#### [Task details]
From the entries below, return unchanged the lines beginning with the one that contains "the cat's shadow" and ending with the one that contains "(177, 299), (239, 311)".

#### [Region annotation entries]
* START *

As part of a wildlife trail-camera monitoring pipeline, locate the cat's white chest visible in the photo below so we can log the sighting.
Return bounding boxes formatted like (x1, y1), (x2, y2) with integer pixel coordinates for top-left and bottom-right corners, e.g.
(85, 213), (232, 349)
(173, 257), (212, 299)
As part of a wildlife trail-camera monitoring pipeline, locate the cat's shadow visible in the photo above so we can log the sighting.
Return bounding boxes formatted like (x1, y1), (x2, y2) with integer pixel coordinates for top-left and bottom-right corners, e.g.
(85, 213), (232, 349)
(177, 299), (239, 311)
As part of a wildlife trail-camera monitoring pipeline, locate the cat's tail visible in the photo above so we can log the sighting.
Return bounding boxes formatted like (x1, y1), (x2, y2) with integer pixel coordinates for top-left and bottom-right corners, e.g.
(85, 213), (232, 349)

* END *
* START *

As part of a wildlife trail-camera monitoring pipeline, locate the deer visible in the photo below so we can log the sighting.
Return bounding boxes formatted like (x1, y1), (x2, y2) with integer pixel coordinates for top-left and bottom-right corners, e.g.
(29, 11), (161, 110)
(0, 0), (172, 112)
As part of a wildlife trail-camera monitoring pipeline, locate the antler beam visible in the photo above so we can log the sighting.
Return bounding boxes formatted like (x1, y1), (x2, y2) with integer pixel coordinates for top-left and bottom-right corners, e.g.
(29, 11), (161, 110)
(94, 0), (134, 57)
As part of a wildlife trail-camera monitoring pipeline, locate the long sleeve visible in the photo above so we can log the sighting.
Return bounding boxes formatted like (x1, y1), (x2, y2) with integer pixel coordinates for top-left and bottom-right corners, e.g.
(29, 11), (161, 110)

* END *
* START *

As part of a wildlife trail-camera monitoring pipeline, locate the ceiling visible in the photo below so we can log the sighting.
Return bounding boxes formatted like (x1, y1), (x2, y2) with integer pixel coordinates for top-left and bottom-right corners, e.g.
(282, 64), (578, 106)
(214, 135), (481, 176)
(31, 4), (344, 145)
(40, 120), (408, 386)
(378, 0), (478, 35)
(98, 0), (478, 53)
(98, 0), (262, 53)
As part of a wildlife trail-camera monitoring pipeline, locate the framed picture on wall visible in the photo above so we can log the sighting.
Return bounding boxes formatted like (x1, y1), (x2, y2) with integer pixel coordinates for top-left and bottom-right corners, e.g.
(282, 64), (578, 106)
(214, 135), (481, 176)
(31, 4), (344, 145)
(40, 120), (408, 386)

* END *

#### [Final result]
As part of a wildlife trail-camera monitoring pipeline, locate the cat's shadow visible in the photo above so we can log the sighting.
Return bounding boxes formatted like (x1, y1), (x2, y2) with integer pixel coordinates for top-left and bottom-right corners, e.g.
(85, 213), (232, 349)
(177, 299), (239, 311)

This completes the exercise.